- [Data provided]
┌──

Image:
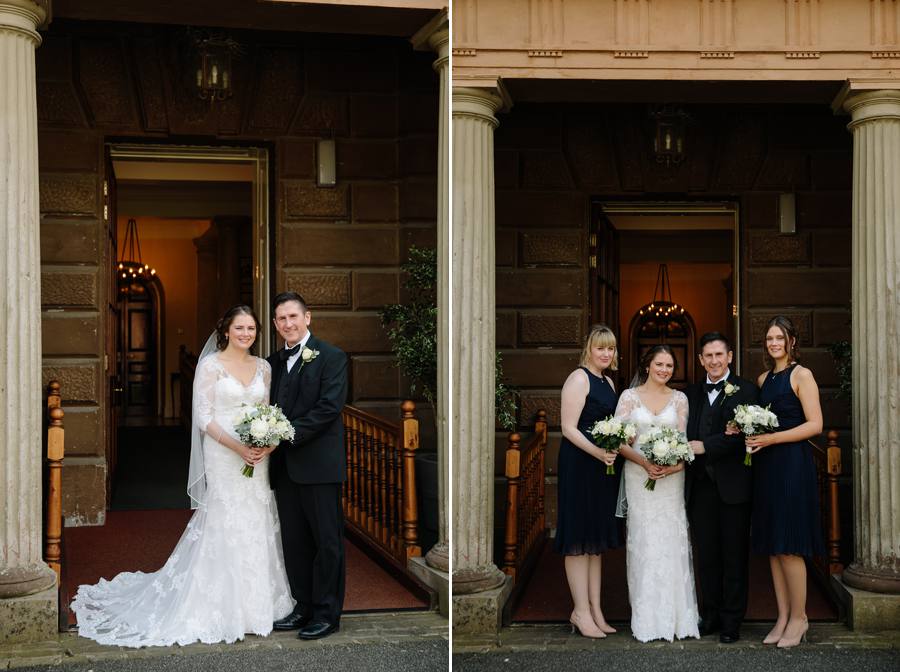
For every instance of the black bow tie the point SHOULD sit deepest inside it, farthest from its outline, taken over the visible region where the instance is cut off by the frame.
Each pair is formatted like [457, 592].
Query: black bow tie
[287, 353]
[714, 386]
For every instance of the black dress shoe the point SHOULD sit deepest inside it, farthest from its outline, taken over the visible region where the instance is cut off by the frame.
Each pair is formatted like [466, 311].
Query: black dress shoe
[318, 629]
[708, 626]
[292, 621]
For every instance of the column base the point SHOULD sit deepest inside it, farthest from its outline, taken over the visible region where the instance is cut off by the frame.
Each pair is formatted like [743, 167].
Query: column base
[439, 557]
[31, 618]
[477, 579]
[436, 580]
[872, 580]
[867, 611]
[20, 581]
[480, 613]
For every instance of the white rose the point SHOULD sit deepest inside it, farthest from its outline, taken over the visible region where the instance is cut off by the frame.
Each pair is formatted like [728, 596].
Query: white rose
[259, 428]
[660, 449]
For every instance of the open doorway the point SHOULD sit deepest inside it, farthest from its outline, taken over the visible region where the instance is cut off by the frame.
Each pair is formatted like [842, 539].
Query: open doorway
[191, 240]
[665, 273]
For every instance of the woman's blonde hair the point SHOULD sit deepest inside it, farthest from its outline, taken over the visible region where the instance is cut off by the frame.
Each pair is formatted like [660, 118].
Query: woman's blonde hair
[600, 336]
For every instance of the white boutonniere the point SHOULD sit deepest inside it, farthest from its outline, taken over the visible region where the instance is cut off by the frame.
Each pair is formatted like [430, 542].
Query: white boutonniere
[307, 355]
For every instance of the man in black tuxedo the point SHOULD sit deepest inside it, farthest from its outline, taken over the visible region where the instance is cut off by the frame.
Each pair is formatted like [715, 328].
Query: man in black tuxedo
[718, 490]
[309, 383]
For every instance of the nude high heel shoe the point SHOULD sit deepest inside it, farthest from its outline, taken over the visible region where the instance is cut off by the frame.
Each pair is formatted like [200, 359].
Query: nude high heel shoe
[589, 630]
[774, 635]
[785, 643]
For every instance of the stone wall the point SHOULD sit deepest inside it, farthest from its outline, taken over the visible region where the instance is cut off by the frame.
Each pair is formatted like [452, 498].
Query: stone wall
[341, 247]
[553, 161]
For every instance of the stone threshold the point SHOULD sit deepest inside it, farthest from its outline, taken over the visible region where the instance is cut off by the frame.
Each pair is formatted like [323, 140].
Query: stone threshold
[356, 630]
[549, 637]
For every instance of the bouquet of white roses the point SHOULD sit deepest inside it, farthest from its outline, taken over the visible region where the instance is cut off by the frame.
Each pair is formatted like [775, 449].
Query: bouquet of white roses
[665, 446]
[751, 420]
[262, 425]
[610, 433]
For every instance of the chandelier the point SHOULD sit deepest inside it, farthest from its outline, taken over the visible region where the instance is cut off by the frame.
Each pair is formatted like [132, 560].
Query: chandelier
[662, 306]
[669, 134]
[131, 266]
[213, 71]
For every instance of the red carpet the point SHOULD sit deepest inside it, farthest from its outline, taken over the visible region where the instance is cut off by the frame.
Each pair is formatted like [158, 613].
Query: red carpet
[143, 540]
[546, 598]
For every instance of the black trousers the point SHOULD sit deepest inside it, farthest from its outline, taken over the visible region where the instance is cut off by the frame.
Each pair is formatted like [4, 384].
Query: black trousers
[721, 553]
[312, 536]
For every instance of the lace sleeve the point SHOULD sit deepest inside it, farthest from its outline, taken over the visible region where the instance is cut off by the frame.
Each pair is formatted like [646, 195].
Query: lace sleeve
[681, 408]
[627, 404]
[204, 392]
[267, 374]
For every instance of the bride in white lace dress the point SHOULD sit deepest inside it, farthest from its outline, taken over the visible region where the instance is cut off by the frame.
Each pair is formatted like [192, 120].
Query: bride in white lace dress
[659, 569]
[226, 576]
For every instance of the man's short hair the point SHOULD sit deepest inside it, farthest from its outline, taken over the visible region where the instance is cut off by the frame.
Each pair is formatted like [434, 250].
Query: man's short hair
[711, 336]
[284, 297]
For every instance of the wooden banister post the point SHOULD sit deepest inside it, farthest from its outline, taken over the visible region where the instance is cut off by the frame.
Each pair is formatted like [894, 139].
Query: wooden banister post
[834, 512]
[513, 473]
[410, 502]
[541, 427]
[55, 455]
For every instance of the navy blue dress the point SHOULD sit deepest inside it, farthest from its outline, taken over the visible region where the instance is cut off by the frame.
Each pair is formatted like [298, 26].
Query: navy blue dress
[586, 495]
[786, 518]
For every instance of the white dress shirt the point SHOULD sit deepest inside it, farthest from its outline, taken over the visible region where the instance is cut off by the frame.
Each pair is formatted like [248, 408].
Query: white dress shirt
[293, 358]
[715, 393]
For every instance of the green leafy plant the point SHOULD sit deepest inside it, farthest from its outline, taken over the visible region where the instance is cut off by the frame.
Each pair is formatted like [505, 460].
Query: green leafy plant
[412, 326]
[841, 353]
[412, 330]
[505, 399]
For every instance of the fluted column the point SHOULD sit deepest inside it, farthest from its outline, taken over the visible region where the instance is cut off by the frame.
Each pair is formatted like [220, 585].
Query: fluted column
[473, 267]
[439, 555]
[876, 340]
[22, 571]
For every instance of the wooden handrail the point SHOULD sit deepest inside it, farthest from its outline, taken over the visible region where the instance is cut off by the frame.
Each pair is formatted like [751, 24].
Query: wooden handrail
[828, 469]
[379, 494]
[55, 455]
[525, 522]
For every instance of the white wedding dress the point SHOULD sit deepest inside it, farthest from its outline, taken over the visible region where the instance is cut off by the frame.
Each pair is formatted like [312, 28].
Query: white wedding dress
[660, 572]
[226, 576]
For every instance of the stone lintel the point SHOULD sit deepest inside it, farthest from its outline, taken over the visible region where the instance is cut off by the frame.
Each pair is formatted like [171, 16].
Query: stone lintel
[435, 579]
[866, 611]
[31, 618]
[853, 87]
[481, 613]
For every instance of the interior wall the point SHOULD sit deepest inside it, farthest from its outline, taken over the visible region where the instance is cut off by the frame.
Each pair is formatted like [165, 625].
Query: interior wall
[342, 247]
[167, 245]
[698, 287]
[554, 160]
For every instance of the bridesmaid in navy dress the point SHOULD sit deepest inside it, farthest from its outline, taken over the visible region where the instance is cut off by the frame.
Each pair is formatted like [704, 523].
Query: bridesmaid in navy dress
[587, 526]
[785, 498]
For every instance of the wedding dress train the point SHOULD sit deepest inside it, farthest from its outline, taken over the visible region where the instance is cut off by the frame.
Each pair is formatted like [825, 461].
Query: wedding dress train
[226, 576]
[659, 570]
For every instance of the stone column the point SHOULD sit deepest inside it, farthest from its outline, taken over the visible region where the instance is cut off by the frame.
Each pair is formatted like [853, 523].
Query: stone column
[474, 319]
[434, 570]
[22, 570]
[876, 339]
[872, 582]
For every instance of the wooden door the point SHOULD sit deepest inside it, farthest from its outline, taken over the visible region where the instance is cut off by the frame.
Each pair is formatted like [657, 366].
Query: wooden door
[112, 363]
[139, 349]
[604, 276]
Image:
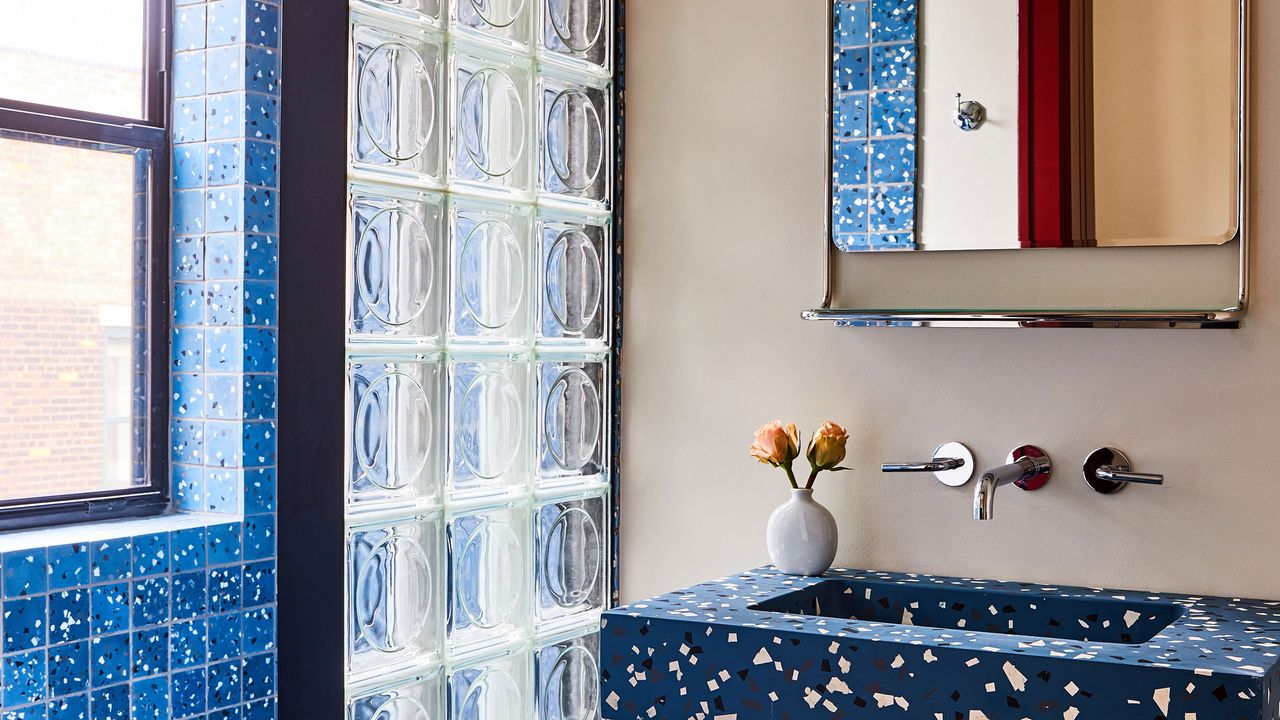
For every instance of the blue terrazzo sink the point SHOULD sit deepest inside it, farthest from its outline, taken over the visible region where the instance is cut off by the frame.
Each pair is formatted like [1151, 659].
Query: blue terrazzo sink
[860, 643]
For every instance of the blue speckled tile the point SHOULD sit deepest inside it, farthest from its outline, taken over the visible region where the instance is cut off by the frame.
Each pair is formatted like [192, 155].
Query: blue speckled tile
[24, 623]
[68, 615]
[150, 652]
[150, 601]
[109, 660]
[851, 115]
[24, 573]
[892, 65]
[187, 693]
[24, 678]
[892, 113]
[853, 23]
[188, 643]
[894, 21]
[68, 669]
[892, 160]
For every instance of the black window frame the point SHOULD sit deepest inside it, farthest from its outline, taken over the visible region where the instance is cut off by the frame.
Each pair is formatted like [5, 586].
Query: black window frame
[151, 133]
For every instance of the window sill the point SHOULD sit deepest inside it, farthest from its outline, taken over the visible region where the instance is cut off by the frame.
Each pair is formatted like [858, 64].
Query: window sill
[110, 529]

└──

- [Problem to work on]
Reproduce exactly the line that holds "For every instance of the black window", then every line after it, ending with the final line of the records above.

- [Full solution]
For every instance of the black window frame the point SHOULD sit deepest inside it, farthest from its outline, taken over the visible region where the instance is cut off by the frame.
Each pair is formatted like [5, 586].
Query: black window frame
[151, 133]
For every instance of the window sill the point SHOULD sit deepest inside it, farthest from its outline, taken over the visible region where the instance is cut off by the frame.
Each pair is formatted like [858, 64].
Query: window sill
[110, 529]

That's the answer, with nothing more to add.